Stated goal A
In the rows below, could you rename "infographic poster" to "wall poster" everywhere it occurs and leave every other part of the rows unchanged?

Page extract
------------------------

Why Rails 4 Live Streaming is a big deal

TLDR: Rails Live Streaming allows Rails to compete with Node.js in the streaming arena. Streaming requires application servers to support either multi-threaded or evented I/O. Most Ruby application servers are not up for the job. Phusion Passenger Enterprise 4.0 (a Ruby app server) is to become hybrid multi-processed, multi-threaded and evented. This allows seamless support for streaming, provides excellent backwards compatibility, and allows future support for more use cases than streaming alone.

Several days ago Rails introduced Live Streaming: the ability to send partial responses to the client immediately. This is a big deal because it opens up a huge number of use cases that Rails simply wasn’t suitable for. Rails was and still is an excellent choice for “traditional” web apps where the user sends a request and expects a full response back. It was a bad choice for anything that works with response streams, for example:

  • Progress responses that continuously inform the user about the progress. Imagine a web application that performs heavy calculations that can take several minutes. Before Live Streaming, you had to split this system up into multiple pages that must respond immediately. The main page would offload the actual work into a background worker, and return a response informing the user that the work is now in progress. The user must poll a status page at a regular interval to lookup the progress of the work. With Live Streaming, you can not only simplify the code by streaming progress information in a single request, but also push progress information to the user much more quickly and without polling:
    def big_work
      work = WorkModel.new
      while !work.done?
        work.do_some_calculations
        response.stream.write "Progress: #{work.progress}%\n"
      end
      response.stream.close
    end
    
  • Chat servers. Or, more generally, web apps that involve a large number of mostly idle but persistent connections. Until today this has largely been the domain of evented systems such as Node.js and Erlang.

And as Aaron Patterson has already explained, this feature is different from Rails 3.2’s template streaming.

Just “possible” is not enough

The same functionality was actually already technically possible in Ruby. According to the Rack spec, Rack app objects must return a tuple:

[status_code, headers, body]

Here, body must respond to the each method. You can implement live streaming by yourself, with raw Rack, by returning a body object that yields partial responses in its each method.

class StreamingBody
  def each
    work = WorkModel.new
    while !work.done?
      work.do_some_calculations
      yield "Progress: #{work.progress}%\n"
    end
  end
end

Notice that the syntax is nearly identical to the Rails controller example code. With this, it is possible to implement anything.

However streaming in Ruby has never caught a lot of traction compared to systems such as Node.js. The latter is much more popular for these kind of use cases. I believe this inequality in populairty is caused by a few things:

  1. Awareness. Not everybody knew this was possible in Ruby. Indeed, it is not widely documented.

------------------------

(Rows from a dataset)
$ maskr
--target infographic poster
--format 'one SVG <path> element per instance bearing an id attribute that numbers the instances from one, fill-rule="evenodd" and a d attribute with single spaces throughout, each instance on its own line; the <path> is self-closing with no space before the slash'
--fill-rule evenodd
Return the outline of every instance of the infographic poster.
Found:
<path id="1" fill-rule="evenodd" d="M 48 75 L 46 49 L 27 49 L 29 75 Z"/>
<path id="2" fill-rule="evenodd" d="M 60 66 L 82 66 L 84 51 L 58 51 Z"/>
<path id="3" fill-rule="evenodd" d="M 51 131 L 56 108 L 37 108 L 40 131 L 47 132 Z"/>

------------------------

Stated goal B
In the article on Rails 4 Live Streaming, which method must the body in a Rack response respond to?

Final answer A
$ maskr
--target wall poster
--format 'one SVG <path> element per instance bearing an id attribute that numbers the instances from one, fill-rule="evenodd" and a d attribute with single spaces throughout, each instance on its own line; the <path> is self-closing with no space before the slash'
--fill-rule evenodd
Return the outline of every instance of the wall poster.
Found:
<path id="1" fill-rule="evenodd" d="M 48 75 L 46 49 L 27 49 L 29 75 Z"/>
<path id="2" fill-rule="evenodd" d="M 60 66 L 82 66 L 84 51 L 58 51 Z"/>
<path id="3" fill-rule="evenodd" d="M 51 131 L 56 108 L 37 108 L 40 131 L 47 132 Z"/>

Final answer B
The each method.